**Tasks to complete:**
A. Answer these questions from the AADSM meeting announcement below:
(i) At which hotel is the 22nd Annual Meeting being held?
(ii) Who is the president of the AADSM?
(iii) For what purpose is the highlighted tooth microphone proposed?
B. Pick up the AADSM meeting announcement below where it stops and continue it.
BEGIN Reading text
New research highlights growth, innovation in oral appliance therapy at AADSM 22nd Annual Meeting

American Academy of Dental Sleep Medicine
Thursday, May 30, 2013

(Darien, Ill.) May 30, 2013 – More than 1,000 dentists and exhibitors from around the world gather today at the Baltimore Hilton Hotel for the 22nd Annual Meeting of the American Academy of Dental Sleep Medicine (AADSM).  During the meeting, discussions are focused on advancements in oral appliance therapy (OAT), which is a treatment for obstructive sleep apnea (OSA) that uses a device custom-fit by a dentist to maintain an open, unobstructed airway.

“Dental sleep medicine is growing by leaps and bounds,” said B. Gail Demko, DMD, president of the AADSM.  “It’s an exciting time for dentists and sleep physicians. Every day our understanding of the benefits of oral appliance therapy is increasing and we are finding new ways to work together to help sufferers not only manage but thrive in the face of obstructive sleep apnea.”

Noteworthy Clinical Research Profiled

The Annual Meeting is an opportunity for dentists from across the globe to share ground-breaking research on dental sleep medicine. This year’s highlighted research abstracts include an innovative tooth microphone proposed for OAT compliance monitoring, a study suggesting the predictive nature of successful OAT treatment on invasive surgery options and updates on the first international OAT database – a tool that will provide unprecedented access to long-term, global data on OAT.
END Reading text
BEGIN Excerpted data
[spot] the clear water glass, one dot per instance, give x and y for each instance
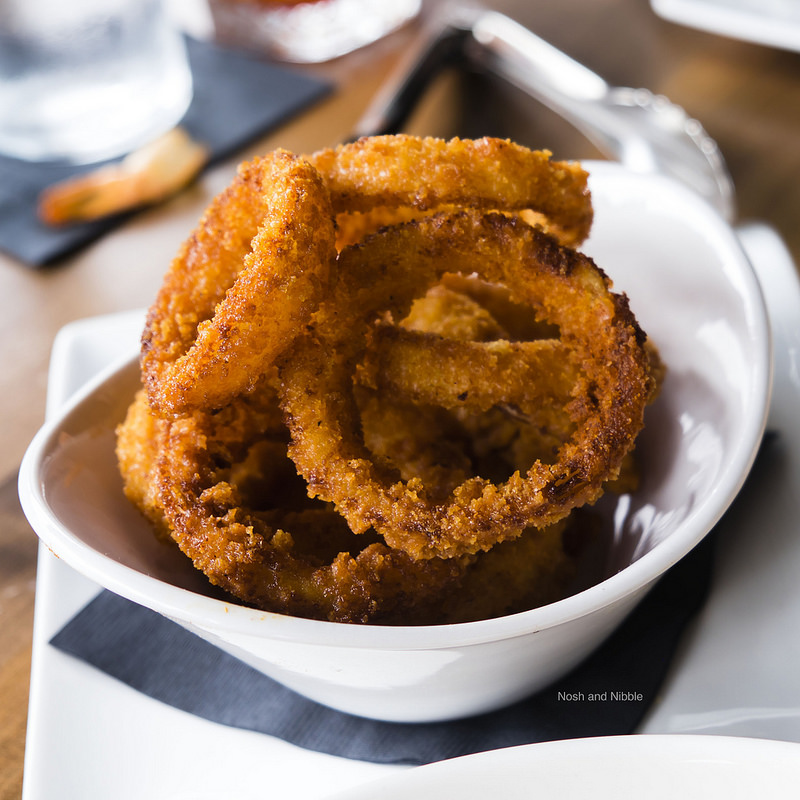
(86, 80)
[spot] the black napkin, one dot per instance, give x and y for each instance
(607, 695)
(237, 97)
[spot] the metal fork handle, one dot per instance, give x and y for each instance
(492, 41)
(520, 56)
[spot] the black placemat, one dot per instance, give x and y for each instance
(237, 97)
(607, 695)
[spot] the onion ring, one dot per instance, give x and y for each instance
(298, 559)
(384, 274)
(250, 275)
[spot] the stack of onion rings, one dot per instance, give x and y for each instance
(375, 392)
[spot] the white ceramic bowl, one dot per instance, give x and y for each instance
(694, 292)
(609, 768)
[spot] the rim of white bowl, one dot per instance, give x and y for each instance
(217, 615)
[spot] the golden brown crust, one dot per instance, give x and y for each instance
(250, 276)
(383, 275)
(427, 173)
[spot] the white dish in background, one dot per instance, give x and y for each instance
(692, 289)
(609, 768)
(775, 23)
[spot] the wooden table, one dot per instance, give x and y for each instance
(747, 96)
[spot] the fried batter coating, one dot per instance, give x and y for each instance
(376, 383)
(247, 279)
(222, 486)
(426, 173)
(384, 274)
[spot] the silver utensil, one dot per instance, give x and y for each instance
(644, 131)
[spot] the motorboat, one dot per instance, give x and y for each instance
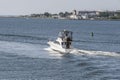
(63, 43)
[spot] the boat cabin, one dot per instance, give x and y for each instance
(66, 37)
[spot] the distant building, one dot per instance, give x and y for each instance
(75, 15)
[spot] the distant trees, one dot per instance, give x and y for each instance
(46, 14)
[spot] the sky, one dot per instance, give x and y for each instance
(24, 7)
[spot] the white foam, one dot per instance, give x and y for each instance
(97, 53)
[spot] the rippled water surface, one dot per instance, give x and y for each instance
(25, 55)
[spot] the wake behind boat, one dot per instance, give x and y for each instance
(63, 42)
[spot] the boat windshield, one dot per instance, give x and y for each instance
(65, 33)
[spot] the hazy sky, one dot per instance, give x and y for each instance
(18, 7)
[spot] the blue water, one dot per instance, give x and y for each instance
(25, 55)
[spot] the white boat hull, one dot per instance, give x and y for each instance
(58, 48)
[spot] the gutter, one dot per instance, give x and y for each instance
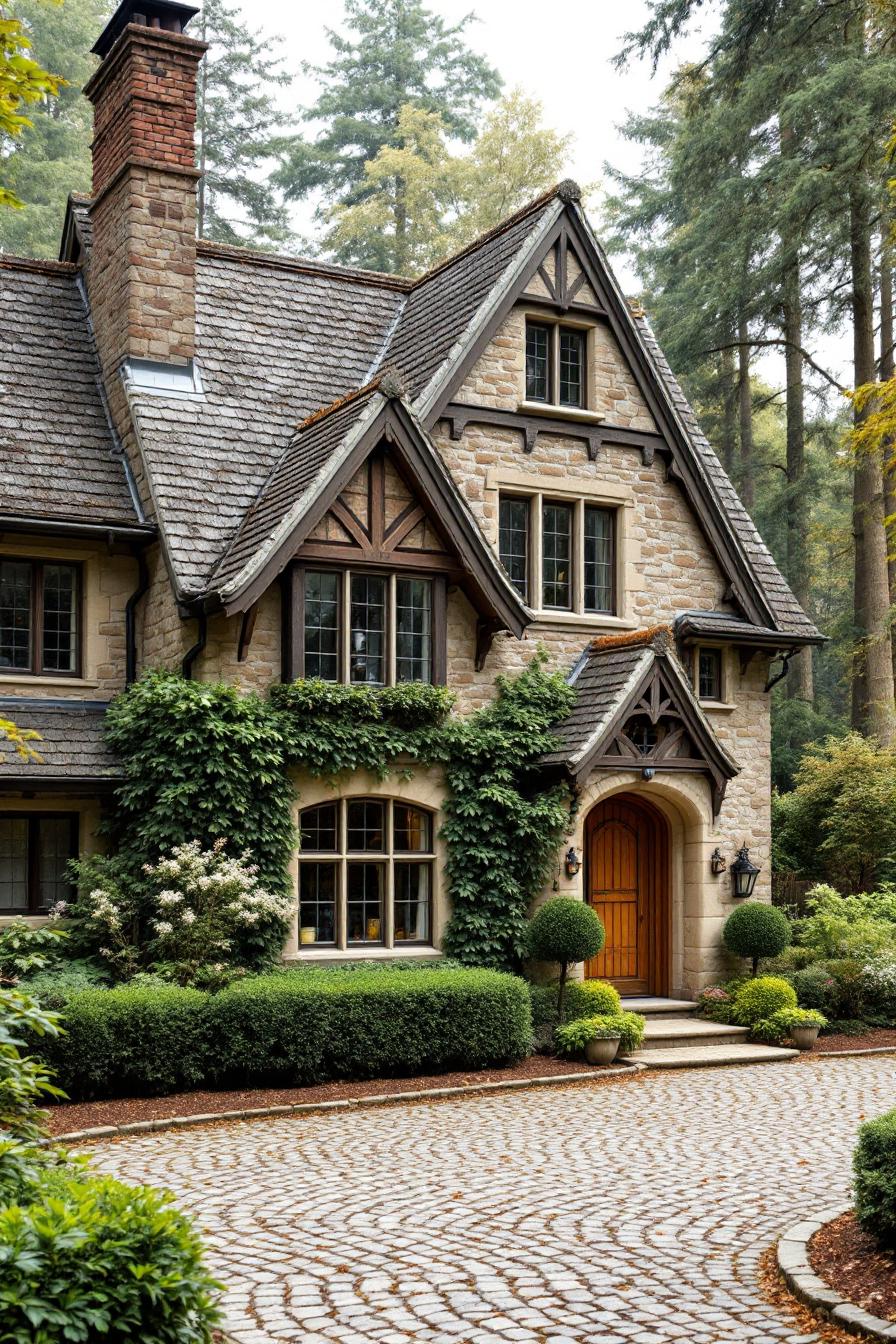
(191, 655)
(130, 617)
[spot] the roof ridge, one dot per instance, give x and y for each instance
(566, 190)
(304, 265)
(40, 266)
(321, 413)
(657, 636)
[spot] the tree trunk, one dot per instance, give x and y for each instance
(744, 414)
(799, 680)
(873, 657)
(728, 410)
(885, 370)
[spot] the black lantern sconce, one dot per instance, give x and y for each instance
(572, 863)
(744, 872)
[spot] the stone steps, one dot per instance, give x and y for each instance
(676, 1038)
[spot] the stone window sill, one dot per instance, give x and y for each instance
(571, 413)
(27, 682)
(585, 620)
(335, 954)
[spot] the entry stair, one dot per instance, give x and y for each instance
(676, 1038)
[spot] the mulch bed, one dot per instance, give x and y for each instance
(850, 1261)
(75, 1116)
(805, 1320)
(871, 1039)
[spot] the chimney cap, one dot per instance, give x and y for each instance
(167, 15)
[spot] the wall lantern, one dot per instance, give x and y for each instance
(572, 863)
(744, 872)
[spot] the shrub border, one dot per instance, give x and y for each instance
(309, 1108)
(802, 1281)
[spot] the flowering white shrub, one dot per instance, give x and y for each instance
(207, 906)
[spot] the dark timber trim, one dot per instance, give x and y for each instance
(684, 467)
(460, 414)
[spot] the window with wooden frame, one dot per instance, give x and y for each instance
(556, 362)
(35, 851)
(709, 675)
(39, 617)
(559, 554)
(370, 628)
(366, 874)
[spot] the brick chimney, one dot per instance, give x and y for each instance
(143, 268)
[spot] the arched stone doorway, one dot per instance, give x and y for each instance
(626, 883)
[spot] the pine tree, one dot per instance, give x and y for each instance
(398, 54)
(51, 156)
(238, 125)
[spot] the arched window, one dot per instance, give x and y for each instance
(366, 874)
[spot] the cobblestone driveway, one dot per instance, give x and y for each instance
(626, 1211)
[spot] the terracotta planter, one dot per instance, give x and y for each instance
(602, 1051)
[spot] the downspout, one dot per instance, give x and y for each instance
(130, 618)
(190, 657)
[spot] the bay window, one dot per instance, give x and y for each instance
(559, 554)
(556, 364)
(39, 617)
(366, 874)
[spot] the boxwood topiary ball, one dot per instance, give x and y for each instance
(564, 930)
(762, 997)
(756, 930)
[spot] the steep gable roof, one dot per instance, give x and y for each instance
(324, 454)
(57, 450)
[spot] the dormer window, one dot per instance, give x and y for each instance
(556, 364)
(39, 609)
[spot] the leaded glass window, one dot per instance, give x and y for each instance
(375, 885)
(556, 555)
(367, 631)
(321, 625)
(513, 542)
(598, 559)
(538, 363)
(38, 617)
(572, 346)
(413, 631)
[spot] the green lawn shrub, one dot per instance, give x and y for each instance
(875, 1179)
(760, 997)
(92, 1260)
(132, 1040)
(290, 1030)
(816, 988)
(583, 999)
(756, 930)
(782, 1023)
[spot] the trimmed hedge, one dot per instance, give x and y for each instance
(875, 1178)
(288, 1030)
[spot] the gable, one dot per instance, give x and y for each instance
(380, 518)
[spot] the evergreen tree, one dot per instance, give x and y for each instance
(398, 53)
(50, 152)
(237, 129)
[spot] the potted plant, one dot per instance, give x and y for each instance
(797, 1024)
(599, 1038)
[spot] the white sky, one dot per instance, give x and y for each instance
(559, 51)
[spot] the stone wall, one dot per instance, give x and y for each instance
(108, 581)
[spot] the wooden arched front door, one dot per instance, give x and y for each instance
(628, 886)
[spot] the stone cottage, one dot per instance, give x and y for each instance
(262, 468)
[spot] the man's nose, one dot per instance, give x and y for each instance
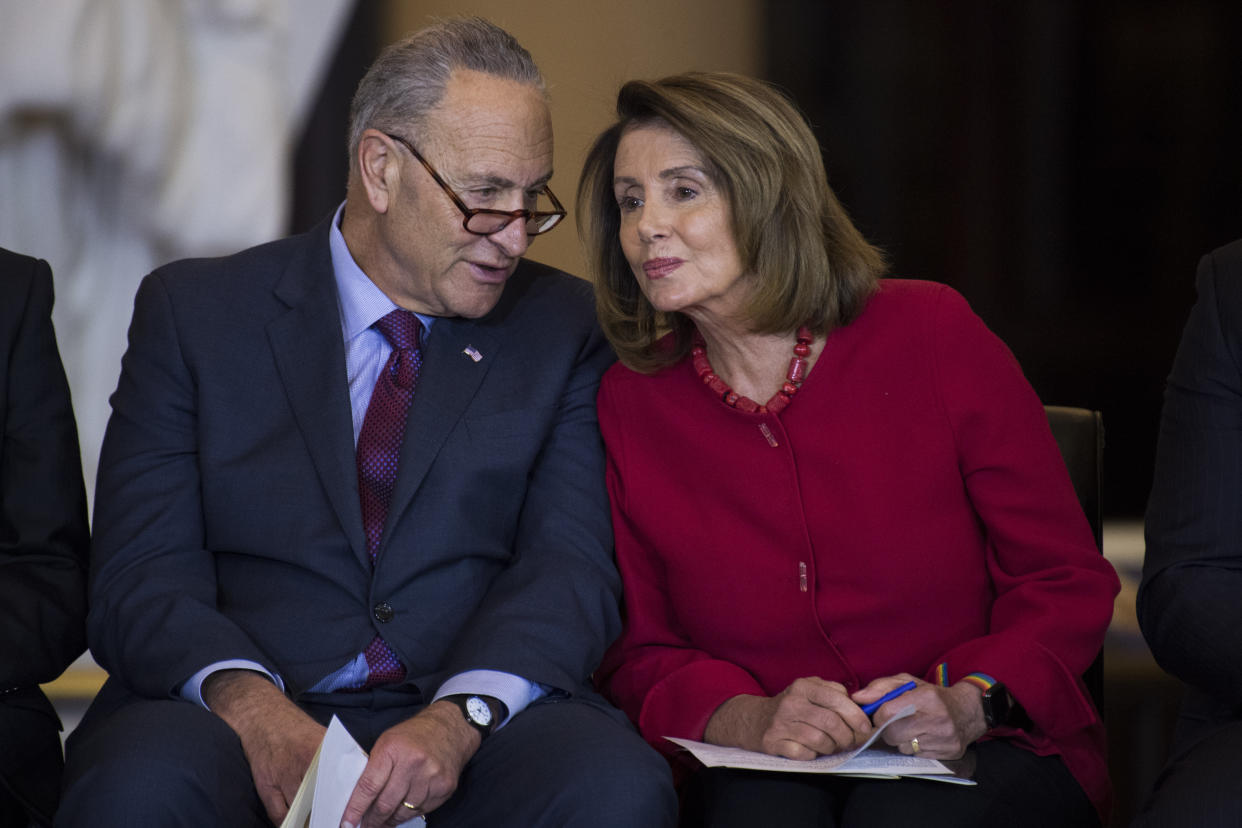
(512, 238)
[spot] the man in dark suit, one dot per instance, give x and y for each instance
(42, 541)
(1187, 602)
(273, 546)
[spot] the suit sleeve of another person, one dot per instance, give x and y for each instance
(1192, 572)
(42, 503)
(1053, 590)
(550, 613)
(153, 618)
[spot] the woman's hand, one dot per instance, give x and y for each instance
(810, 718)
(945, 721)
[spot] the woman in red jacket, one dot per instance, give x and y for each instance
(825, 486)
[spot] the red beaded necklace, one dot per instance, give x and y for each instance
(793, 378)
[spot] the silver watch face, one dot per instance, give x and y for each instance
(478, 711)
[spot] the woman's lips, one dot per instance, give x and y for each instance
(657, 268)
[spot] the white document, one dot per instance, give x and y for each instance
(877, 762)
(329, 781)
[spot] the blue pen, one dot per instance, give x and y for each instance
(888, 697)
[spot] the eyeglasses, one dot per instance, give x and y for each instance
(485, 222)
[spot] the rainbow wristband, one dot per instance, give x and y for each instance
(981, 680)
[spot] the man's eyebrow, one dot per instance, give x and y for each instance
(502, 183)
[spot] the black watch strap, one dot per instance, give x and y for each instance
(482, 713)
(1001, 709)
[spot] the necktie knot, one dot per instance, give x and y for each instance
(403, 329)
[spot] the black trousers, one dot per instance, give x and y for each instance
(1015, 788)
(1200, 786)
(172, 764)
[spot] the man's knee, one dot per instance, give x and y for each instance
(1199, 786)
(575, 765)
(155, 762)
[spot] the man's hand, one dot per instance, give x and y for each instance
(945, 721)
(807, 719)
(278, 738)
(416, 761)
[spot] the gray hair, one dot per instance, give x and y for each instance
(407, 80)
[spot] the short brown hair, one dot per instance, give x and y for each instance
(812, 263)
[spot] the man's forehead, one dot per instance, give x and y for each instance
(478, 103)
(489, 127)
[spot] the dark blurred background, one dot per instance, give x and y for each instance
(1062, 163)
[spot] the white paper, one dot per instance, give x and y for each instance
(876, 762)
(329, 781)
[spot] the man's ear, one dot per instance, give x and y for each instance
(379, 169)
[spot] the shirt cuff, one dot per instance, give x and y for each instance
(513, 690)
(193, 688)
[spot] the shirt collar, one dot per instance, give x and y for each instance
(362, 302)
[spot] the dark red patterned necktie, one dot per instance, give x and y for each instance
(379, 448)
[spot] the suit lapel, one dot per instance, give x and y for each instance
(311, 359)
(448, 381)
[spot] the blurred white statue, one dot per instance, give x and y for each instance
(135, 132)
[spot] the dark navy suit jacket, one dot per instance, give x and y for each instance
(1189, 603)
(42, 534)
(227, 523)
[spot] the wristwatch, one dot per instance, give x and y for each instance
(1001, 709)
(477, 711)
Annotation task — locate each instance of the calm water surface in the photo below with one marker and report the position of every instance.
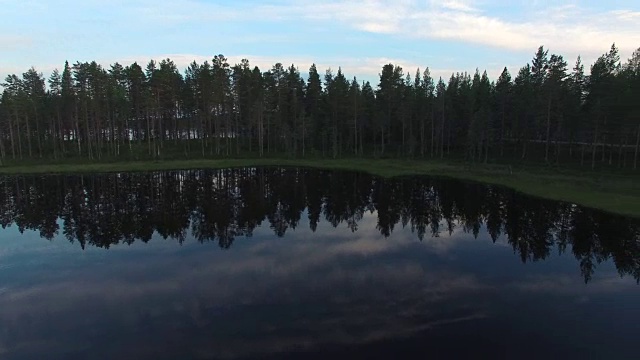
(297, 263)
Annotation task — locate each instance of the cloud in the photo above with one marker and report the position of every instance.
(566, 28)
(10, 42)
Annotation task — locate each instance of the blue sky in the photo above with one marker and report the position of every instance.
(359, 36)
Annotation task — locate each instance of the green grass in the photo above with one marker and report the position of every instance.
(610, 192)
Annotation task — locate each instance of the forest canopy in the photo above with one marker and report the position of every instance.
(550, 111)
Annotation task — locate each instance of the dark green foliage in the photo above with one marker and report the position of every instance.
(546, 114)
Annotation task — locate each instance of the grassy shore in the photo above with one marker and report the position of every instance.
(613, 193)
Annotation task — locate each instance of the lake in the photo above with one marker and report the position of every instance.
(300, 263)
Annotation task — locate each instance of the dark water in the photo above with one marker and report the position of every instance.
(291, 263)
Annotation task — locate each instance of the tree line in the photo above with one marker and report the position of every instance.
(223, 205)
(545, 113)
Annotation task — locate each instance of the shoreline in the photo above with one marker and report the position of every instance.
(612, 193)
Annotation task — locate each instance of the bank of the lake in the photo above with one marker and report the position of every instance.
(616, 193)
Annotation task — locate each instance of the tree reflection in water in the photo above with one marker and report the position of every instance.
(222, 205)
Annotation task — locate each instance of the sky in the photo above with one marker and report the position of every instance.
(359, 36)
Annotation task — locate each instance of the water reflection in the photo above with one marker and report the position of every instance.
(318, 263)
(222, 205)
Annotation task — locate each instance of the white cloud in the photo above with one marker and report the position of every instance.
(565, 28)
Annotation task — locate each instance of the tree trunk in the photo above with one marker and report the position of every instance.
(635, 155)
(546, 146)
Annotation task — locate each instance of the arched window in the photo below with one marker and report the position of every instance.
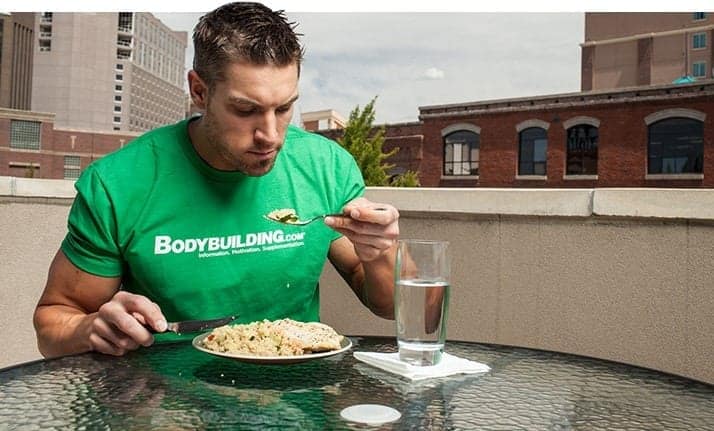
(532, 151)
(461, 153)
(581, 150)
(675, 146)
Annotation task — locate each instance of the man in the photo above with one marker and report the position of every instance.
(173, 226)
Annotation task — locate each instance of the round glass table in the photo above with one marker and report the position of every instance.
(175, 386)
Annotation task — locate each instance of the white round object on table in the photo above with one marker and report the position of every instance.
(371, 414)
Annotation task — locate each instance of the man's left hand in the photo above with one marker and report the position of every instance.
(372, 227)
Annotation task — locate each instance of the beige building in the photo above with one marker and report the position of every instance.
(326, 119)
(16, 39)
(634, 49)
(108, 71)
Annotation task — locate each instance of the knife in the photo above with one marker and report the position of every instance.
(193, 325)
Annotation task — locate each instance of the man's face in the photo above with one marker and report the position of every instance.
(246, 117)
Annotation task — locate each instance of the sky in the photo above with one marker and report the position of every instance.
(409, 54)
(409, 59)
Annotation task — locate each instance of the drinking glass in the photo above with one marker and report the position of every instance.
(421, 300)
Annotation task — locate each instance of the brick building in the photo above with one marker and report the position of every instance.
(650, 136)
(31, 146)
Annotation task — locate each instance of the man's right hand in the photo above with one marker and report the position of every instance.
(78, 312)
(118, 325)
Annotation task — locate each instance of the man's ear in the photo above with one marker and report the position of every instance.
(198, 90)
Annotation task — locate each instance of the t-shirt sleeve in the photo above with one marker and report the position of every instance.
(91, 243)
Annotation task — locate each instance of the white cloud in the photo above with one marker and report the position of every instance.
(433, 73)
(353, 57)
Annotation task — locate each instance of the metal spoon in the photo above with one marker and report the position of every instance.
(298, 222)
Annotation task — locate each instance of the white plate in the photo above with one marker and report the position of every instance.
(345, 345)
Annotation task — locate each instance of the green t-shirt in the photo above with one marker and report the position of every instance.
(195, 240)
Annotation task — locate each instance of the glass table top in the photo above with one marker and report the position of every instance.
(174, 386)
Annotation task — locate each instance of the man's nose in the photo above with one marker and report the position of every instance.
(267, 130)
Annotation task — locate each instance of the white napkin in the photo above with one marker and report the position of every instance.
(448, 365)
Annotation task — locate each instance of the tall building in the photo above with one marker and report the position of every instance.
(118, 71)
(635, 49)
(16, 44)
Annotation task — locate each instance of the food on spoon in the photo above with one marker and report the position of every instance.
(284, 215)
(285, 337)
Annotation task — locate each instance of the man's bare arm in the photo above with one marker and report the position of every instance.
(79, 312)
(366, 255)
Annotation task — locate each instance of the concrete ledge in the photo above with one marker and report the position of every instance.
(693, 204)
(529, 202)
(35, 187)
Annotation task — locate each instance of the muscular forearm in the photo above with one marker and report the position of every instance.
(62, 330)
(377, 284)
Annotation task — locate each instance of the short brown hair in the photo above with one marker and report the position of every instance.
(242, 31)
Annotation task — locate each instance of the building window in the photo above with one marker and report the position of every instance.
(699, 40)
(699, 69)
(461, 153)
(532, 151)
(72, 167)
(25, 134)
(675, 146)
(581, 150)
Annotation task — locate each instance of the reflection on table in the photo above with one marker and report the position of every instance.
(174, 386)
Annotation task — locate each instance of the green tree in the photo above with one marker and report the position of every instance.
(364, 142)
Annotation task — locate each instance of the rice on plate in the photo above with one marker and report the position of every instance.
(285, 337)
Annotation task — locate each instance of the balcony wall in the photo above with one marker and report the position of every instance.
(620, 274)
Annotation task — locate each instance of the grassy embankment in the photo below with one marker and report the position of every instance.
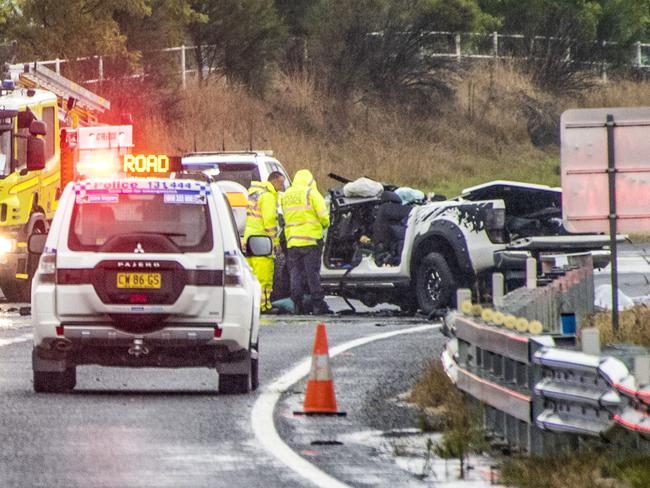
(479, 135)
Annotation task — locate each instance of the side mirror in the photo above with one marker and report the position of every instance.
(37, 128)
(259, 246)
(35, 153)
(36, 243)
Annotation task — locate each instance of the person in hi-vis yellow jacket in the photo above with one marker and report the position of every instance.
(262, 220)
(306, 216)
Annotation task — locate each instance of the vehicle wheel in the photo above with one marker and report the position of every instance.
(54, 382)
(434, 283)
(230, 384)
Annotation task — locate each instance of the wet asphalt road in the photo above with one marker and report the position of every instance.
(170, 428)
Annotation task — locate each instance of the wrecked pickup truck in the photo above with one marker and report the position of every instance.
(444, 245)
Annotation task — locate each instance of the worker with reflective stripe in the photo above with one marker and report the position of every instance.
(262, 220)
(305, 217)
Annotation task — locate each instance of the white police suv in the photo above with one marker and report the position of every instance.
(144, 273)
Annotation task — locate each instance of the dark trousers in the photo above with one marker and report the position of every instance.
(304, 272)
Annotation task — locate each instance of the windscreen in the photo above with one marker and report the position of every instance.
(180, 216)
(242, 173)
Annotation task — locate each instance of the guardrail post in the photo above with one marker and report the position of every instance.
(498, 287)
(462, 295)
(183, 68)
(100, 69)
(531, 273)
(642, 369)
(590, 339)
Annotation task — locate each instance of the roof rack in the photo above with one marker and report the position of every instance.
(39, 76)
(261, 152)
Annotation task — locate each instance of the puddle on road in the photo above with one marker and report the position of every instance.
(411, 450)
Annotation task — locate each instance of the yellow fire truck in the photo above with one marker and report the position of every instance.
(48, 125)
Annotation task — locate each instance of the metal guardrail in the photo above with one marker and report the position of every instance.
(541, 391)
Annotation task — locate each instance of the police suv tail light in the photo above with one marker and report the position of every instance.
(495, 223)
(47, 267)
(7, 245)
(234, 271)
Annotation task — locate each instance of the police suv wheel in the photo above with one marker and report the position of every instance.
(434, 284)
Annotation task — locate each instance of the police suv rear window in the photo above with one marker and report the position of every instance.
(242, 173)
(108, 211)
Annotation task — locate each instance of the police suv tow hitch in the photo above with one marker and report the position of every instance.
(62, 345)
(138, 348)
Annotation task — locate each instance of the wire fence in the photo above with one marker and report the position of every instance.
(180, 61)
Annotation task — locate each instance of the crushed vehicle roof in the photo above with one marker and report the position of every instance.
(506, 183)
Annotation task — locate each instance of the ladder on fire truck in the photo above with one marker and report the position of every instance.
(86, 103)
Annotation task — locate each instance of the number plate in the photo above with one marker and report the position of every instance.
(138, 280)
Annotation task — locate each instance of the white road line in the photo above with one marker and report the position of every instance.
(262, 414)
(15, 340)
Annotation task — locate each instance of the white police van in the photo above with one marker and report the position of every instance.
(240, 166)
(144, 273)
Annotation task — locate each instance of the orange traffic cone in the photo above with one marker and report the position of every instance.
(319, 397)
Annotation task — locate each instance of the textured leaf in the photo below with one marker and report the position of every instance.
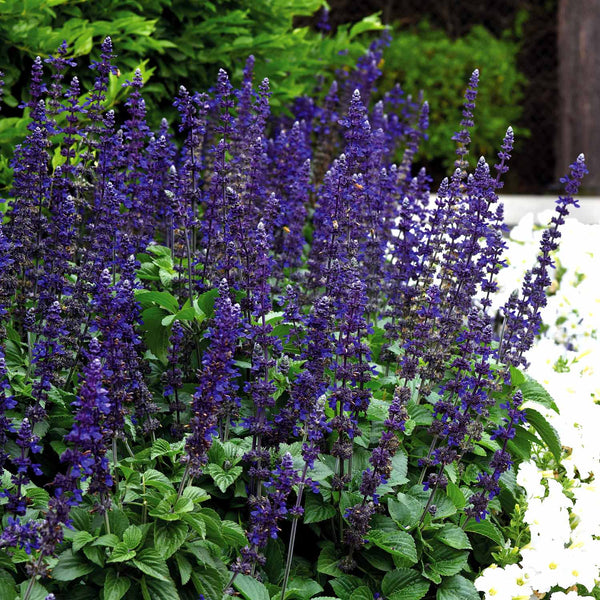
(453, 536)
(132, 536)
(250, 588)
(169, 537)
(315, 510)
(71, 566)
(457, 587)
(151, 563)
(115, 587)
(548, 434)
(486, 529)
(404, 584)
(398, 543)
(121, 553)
END Excerpted data
**Responses to the exercise:**
A.
(i) The Baltimore Hilton Hotel
(ii) B. Gail Demko, DMD
(iii) OAT compliance monitoring

B.
Specific research findings from the Annual Meeting, as well as clinical research award winners, include:

  • Recording Breath Sounds with a Novel Tooth Microphone
    Sophisticated Tooth Microphones Could Soon Monitor OAT Compliance
    Currently, there are no electronic systems attachable to oral appliances that can monitor daily patient usage and effectiveness. Research funded by a National Institute of Deafness and Communication Disorders (NIDCD) grant developed and tested a highly sensitive intra-oral audio sensor (tooth microphone). Combined with pattern-recognition software and attached to an OAT, this tooth microphone functioned as the “front-end” of a system that could monitor sleep apnea treatment through audio recording of night-time respiratory sounds. The researchers concluded that a tooth microphone system has therapeutic, diagnostic and commercial potential.
     
  • Oral Appliance Therapy Predictive of Successful MMA Surgery
    Oral Appliances Could Help Determine Success for Corrective Surgery
    Clinical Research Award Winner: Boris Petelle, MD
    Maxillomandibular advancement (MMA) surgery is a corrective option for OSA sufferers, but its success rate varies among patients. A recent Paris-based study followed 65 consecutive patients undergoing MMA surgery and showed a positive correlation between apnea-hypopnea index (AHI) under OA therapy and post-operative AHI, leading researchers to conclude that oral appliance therapy is highly predictive of the outcome a patient can expect from MMA surgery.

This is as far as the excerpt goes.